● **Work to complete**:
Write out every item below word for word, but leave the pictures out of your copy.

● **Data excerpts**:

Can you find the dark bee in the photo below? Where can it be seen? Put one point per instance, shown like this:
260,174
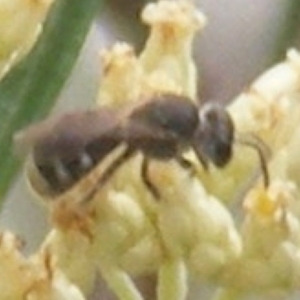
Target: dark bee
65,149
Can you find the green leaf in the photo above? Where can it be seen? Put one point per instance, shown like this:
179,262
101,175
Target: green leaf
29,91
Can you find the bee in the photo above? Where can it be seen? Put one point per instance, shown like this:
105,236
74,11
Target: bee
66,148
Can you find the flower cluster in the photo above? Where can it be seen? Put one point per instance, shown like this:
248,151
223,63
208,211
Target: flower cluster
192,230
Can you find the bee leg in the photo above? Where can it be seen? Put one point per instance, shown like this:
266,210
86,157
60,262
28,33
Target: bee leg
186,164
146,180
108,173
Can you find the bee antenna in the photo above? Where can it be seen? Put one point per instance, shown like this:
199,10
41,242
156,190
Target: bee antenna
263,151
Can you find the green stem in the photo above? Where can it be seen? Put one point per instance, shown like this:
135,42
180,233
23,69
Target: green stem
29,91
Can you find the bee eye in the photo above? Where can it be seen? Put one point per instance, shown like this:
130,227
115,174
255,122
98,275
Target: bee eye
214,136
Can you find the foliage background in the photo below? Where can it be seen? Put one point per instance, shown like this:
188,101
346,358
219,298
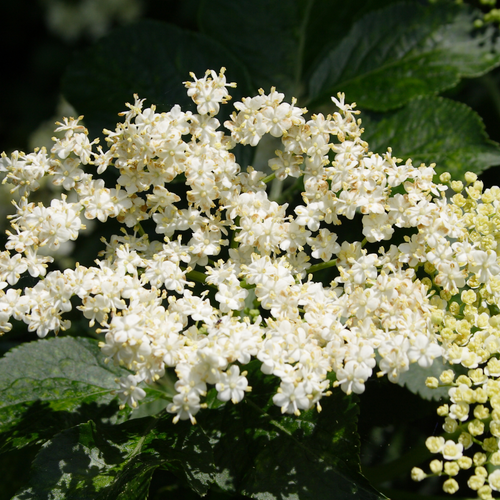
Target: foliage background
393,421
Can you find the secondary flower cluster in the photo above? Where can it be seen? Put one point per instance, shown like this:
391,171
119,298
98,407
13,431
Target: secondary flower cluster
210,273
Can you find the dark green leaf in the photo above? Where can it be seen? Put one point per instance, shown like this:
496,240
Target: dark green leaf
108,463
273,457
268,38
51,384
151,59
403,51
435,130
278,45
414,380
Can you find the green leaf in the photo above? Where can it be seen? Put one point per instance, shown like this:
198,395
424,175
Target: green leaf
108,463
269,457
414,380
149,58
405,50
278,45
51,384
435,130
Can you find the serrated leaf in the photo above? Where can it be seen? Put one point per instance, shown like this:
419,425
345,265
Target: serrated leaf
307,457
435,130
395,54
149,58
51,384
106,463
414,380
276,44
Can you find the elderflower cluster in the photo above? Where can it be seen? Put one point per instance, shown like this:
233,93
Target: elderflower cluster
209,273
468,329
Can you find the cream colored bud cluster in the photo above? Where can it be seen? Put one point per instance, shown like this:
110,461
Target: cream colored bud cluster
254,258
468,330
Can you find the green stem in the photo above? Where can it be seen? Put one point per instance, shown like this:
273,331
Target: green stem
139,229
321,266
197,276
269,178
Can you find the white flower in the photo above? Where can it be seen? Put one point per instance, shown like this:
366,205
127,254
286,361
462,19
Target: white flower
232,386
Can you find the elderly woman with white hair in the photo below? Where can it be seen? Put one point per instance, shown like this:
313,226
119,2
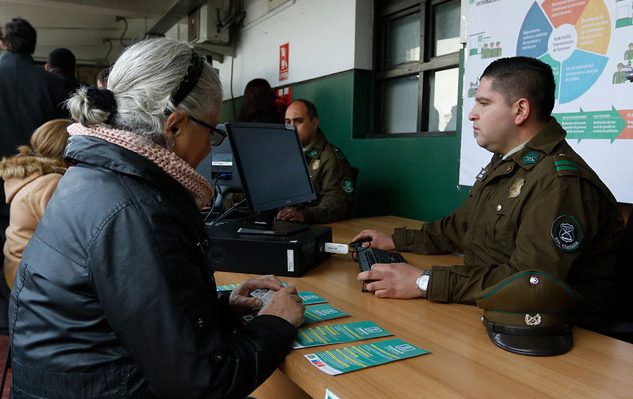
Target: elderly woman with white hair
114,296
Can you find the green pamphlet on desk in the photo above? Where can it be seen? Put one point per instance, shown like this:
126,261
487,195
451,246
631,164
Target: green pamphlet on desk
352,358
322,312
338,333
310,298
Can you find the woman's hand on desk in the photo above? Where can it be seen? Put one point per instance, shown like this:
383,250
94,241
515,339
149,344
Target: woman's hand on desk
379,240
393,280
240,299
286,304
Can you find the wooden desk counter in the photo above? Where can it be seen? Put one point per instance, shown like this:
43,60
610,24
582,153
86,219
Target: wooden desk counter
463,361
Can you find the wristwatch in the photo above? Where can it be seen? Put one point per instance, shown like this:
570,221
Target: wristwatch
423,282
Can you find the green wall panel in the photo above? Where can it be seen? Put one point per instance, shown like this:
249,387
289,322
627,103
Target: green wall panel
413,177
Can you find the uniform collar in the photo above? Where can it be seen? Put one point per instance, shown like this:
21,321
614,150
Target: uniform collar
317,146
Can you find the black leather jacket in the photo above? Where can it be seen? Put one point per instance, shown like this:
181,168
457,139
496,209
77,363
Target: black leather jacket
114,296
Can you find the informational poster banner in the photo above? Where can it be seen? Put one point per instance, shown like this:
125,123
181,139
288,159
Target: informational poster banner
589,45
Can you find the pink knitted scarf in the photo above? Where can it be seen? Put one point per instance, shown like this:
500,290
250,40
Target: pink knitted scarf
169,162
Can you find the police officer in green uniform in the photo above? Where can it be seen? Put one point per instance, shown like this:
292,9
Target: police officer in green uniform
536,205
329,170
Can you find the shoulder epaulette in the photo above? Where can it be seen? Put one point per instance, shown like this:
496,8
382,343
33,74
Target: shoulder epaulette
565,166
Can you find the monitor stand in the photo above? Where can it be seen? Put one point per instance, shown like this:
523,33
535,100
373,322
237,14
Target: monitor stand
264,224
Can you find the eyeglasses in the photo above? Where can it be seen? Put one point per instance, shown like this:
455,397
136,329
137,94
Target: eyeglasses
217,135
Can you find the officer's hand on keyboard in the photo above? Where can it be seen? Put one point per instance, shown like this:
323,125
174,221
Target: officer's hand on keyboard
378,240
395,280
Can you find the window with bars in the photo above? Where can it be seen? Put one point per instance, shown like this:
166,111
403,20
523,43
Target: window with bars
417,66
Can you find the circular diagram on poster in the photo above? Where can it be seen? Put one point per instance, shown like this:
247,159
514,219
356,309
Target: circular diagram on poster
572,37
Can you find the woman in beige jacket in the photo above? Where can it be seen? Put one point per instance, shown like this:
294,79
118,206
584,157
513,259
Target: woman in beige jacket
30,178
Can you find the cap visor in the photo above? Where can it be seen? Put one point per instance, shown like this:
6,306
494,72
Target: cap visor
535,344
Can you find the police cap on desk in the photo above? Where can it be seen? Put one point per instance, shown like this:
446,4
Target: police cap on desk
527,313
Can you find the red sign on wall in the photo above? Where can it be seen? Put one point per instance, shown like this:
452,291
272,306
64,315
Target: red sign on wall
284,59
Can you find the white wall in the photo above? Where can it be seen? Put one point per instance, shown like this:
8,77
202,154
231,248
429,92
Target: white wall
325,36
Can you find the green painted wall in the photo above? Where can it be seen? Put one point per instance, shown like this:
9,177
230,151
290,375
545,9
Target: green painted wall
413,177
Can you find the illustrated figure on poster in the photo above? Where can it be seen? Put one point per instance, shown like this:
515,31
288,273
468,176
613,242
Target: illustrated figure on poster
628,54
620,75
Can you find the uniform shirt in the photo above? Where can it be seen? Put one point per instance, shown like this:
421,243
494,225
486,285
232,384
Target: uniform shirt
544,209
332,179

● **Exercise result**:
Can you find the dark bee in the photo below? Where can it be seen? Put one point per instance, shown like this:
260,174
Target: dark bee
65,149
Can you find the green leaf in the photo above? Where can it be seen? Put one point per instance, shown like this:
179,262
101,175
Target: green leaf
29,91
Can you find the bee in the photo above? Where can it be seen? Put one point per instance, shown like this:
105,236
74,11
Target: bee
66,148
Can you find the flower cluster in the photo above? Where can it be seen? Put one point per instance, shown like this:
248,151
223,63
208,211
Target: flower cluster
192,230
Can you find the bee leg in the photo above? Where can it be seen? Put one point per instance, shown like this:
266,210
86,157
60,262
28,33
Target: bee leg
186,164
146,180
108,173
Can you find the bee antenna in the photo above? Where can it be seen? Put one point per instance, shown like this:
199,10
41,242
156,190
Target: bee antenna
263,151
Can you find the green stem in the photo above? Where can it be seen? Put one point per instance, shown like this:
135,42
180,233
23,69
Target: green stem
29,91
Can you find the bee eye in the photo above? Where can it be seen? Put one point per instance, shown like this:
130,227
115,174
255,122
98,275
Target: bee eye
214,136
Can you find the foliage background in the photo below? Where can it be seen? Put one point per instance, shown like this:
188,101
346,358
219,298
Target: foliage background
393,421
Can you find the secondary flower cluster in the photo above? Where can it be seen? Put one point per instance, shown like this:
391,171
119,298
98,407
13,431
Target: secondary flower cluster
210,273
Can you find the dark green leaf in the photo above? Where can it be seen? Put one point per instance, shown like this:
496,240
Target: dark green leaf
108,463
273,457
268,38
51,384
151,59
403,51
435,130
278,45
414,380
Can you find the green leaf in the photo above? Where can it be seen? Put one point per instance, shown like this:
198,395
424,175
Target: green leaf
108,463
269,457
414,380
149,58
405,50
278,45
51,384
435,130
Can you find the serrated leaf in the photo above? Where can it be seen? Put one point per instance, shown like this:
419,425
345,265
Target: serrated leaf
307,457
435,130
395,54
149,58
51,384
106,463
414,380
276,44
Can you find the elderflower cluster in the photo above? Where can it be seen? Put one point per instance, shown like this:
233,93
Target: elderflower cluster
209,273
468,329
Can you find the cream colored bud cluster in the photo above? Where can it be seen? Put one point per instance, shown like this:
110,461
Target: cream colored bud cluster
254,258
468,330
Can you find the green stem in the photo above? Where can it be seen? Put one point per instance, shown like this:
273,331
Target: green stem
139,229
321,266
197,276
269,178
Can you find the white flower in the photo above? Where can it be seen? Put one point per instance, shown like this:
366,205
127,254
286,361
462,19
Target: white flower
232,386
Can you find the elderly woman with white hair in the photo below? Where can it be seen? Put one point per instance, shown like this:
313,226
119,2
Target: elderly woman with white hair
114,296
Can you find the green pamphlet on desk in the photo above? Where can it be seen? Put one point per instance, shown like this:
126,261
487,195
451,246
631,164
Target: green pamphlet on desk
352,358
322,312
338,333
310,298
Can you find the woman's hand on desk in the photo above? Where can it be seen? Put one point per instance, shown like this:
383,250
94,241
515,339
149,344
Target: woman's hand on desk
379,240
393,280
240,299
286,304
Can you find the wooden desk counter in the photo above? Where can it be seen? Put one point per instance, shown like this:
43,60
610,24
582,153
86,219
Target: wooden desk counter
463,361
Can you find the wristwatch in the photo above? Where can it be seen? Put one point per instance, shown like this:
570,221
Target: wristwatch
423,282
Can you find the green wall panel in the photo above? Where can it be seen? Put one point per instance, shown like this:
249,387
289,322
627,103
Target: green wall panel
413,177
Can you find the uniform collar in the photo above? Where can it be seen? Put one point per instance, shown like this:
21,321
614,150
Target: uniform collar
317,146
Can you find the black leather jacket in the photo above? Where can it be seen? Put one point per instance, shown like this:
181,168
457,139
496,209
77,363
Target: black leather jacket
114,296
Can you find the informational poster banner in the photo above? Where can it be seen? Put one point per instance, shown like this:
125,123
181,139
288,159
Target: informational poster banner
589,45
Can you find the pink knitted scarf in the photo above? Where can it be seen? Put one point per instance, shown like this:
500,290
250,40
Target: pink knitted scarf
169,162
Can you find the police officer in green uniform in the photo above? Where can it be seen? Put one point per instance, shown like this:
292,9
Target: police officer in green uniform
536,205
329,170
Can you find the shoulder epaulette in the photo above? Where can it be seen? Put one point per instance, shown like this:
496,8
382,343
33,74
Target: shoulder epaulette
565,166
Can you find the monitor stand in the photo above? Where can it be seen? Put one point per instance, shown like this:
523,33
535,100
373,322
237,14
Target: monitor stand
264,224
Can you find the eyeglasses in the photo above? Where can it be seen? Put one point per instance, shown like this:
455,397
136,329
137,94
Target: eyeglasses
217,135
Can you find the officer's hand on keyboard in the photo above? Where can it be seen? Put one point per instance, shown like this:
323,125
174,221
Target: officer's hand on keyboard
378,240
395,280
Can you find the window with bars in the photo above? Where can it be seen? Put one point per instance, shown like this:
166,111
403,20
523,43
Target: window with bars
417,66
Can you find the circular diagram on poster in the photo above? Where can it be seen? Put one point per instance, shown like this:
247,159
514,219
356,309
Target: circular diagram on poster
572,37
Can you find the woman in beige jacket in the photo above? Where can it be seen? Put one point per instance, shown like this:
294,79
118,206
584,157
513,259
Target: woman in beige jacket
30,178
Can you find the cap visor in the photo above? Where can it be seen? Put one point per instance, shown like this:
6,306
494,72
Target: cap visor
535,344
Can you find the police cap on desk in the photo above? Where can it be seen? Put one point per instance, shown like this:
446,4
Target: police cap on desk
527,313
Can you find the red sign on wall in the photo above? Where can it be seen? Put one point per instance, shown like this:
452,291
272,306
64,315
Target: red sign on wall
284,59
Can you find the white wall in the photo above? Where can it be seen? Put one point per instance, shown like this:
8,77
202,154
231,248
429,92
Target: white wall
325,36
Can you find the green painted wall in the photo above? Where can it be seen? Put one point per instance, shown like this:
9,177
230,151
290,375
545,9
Target: green painted wall
413,177
Can you find the illustrated figure on poster in the photo above? Where can it be seen? Put one point per instance, shown like this:
515,31
288,273
468,176
613,242
Target: illustrated figure on poster
628,54
620,75
Can you find the uniform shirt in the photo above? Where can it be seen? Put one point per instance, shown like this:
421,243
494,225
486,285
232,384
Target: uniform shirt
544,209
332,179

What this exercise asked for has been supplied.